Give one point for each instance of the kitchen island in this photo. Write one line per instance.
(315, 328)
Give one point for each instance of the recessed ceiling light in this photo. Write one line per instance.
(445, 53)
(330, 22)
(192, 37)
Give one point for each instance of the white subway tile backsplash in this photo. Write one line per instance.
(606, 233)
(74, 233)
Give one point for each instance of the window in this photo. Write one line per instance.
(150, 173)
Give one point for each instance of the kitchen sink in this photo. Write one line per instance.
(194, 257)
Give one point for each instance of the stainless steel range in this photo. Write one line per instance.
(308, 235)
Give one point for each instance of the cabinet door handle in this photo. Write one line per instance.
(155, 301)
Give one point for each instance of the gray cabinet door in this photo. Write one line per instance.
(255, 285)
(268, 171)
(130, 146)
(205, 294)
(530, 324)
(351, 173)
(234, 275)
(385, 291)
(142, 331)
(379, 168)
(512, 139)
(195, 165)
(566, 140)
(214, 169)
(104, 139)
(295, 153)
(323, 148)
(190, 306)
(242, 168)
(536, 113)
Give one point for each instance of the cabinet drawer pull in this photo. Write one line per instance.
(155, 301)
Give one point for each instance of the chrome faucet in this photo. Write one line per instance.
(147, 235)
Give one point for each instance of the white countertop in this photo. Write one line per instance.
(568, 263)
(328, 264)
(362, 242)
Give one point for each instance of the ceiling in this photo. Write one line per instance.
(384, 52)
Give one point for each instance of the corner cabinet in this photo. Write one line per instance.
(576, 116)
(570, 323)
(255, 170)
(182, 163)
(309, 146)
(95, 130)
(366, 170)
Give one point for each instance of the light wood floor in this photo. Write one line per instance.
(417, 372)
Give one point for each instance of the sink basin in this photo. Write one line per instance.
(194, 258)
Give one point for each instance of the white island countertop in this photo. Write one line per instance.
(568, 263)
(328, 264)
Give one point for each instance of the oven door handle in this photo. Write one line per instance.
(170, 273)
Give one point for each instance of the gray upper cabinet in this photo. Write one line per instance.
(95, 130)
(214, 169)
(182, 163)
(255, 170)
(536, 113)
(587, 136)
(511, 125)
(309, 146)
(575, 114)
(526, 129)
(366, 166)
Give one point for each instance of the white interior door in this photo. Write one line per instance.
################
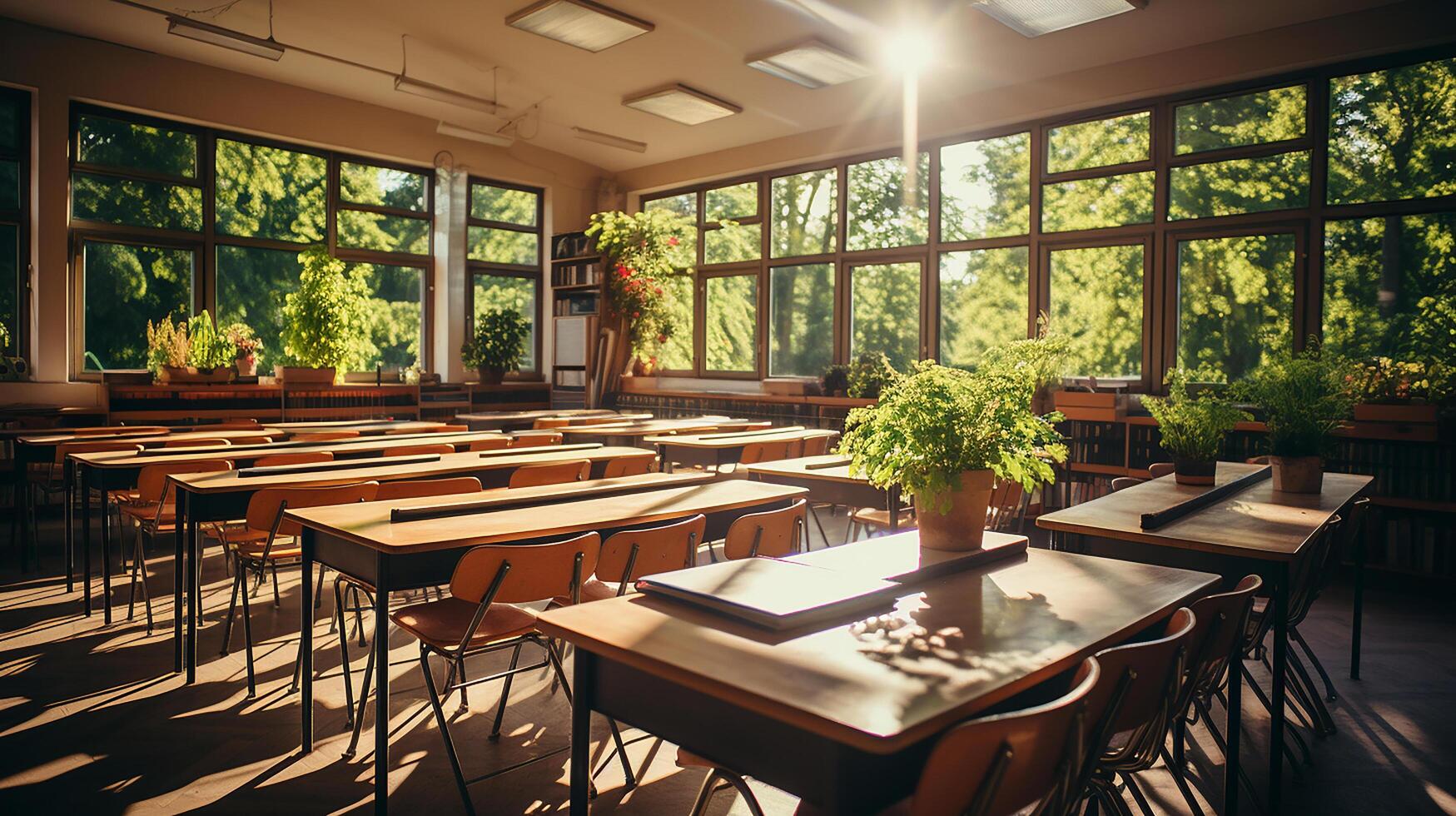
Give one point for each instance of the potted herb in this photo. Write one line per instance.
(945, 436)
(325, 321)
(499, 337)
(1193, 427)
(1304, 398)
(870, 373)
################
__REQUIREMENT__
Would you please write out, exactly and with no other lines, the stretch of the listing above from the line containing "Give one point for each instance of the gray upper" through the line containing "Give one point for each instance of the white interior"?

__TASK ANSWER__
Give one point for each instance of the gray upper cabinet in this photo. Write one line per instance.
(95, 130)
(214, 169)
(182, 163)
(255, 170)
(536, 113)
(587, 136)
(511, 125)
(309, 146)
(575, 114)
(526, 129)
(366, 166)
Give one point for each instance of the white interior door in this photo. Write one line per instance.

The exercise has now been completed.